Recast the lines below as a JSON list of strings, one string per line, with blank lines omitted. Leave the pictures out.

■ Source records
....

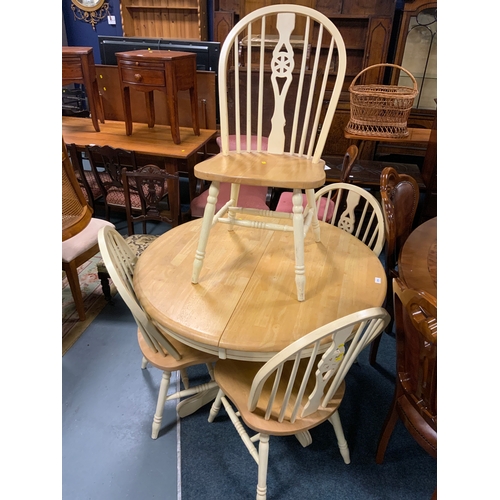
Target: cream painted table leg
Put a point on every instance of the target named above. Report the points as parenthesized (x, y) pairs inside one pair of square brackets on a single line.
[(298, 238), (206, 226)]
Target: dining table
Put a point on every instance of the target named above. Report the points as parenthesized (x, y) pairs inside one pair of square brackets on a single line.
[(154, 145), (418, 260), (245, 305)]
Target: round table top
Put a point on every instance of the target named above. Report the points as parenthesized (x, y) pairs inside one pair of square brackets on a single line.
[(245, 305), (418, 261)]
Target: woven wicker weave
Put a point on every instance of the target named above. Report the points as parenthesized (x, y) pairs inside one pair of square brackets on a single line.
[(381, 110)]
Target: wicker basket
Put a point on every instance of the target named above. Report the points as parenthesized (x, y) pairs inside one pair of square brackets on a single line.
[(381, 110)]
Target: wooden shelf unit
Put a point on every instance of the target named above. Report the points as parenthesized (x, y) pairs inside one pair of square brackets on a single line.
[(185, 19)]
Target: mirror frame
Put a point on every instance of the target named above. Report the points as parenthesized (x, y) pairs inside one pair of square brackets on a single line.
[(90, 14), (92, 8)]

....

■ Reply
[
  "Target: cream painted table leg",
  "Put a point on every instance of the target named above. Report the points as parenthesized (x, y) pairs inside one pair of square brackets on a single line.",
  "[(298, 238), (206, 226)]",
  "Target: dining table",
  "Put a point on every instance of the target named above. Report the points as parenthesized (x, y) pairs inside one pair of square brackets on a single line.",
  "[(154, 145), (418, 260), (245, 305)]",
  "Target: round table top",
  "Put a point on every instance of the target named above. Report the points as parenthesized (x, y) pairs inside one pair of square brackets on a single line.",
  "[(245, 305), (418, 261)]",
  "Target: woven wicker weave",
  "Put a point on every instance of the target named above. Report the points as parenthesized (x, y) pairs inside one pair of square brackets on a single line.",
  "[(381, 110)]",
  "Target: wicker basket",
  "Put a point on every instance of the target named above. Report the points as parenthesized (x, y) pairs inside one pair of square brackets on a single line.",
  "[(381, 110)]",
  "Target: wooden shelf unit",
  "Put a point on every instance of the target named above. Report the points as parenthesized (x, y) pairs inside one pair of square brackets on a single line.",
  "[(185, 19)]",
  "Target: mirror frame",
  "Put a point on every instance of the target named above. Report the points as parenthesized (x, y) pairs inside one pair of square brackets on a single line.",
  "[(90, 14), (92, 8)]"
]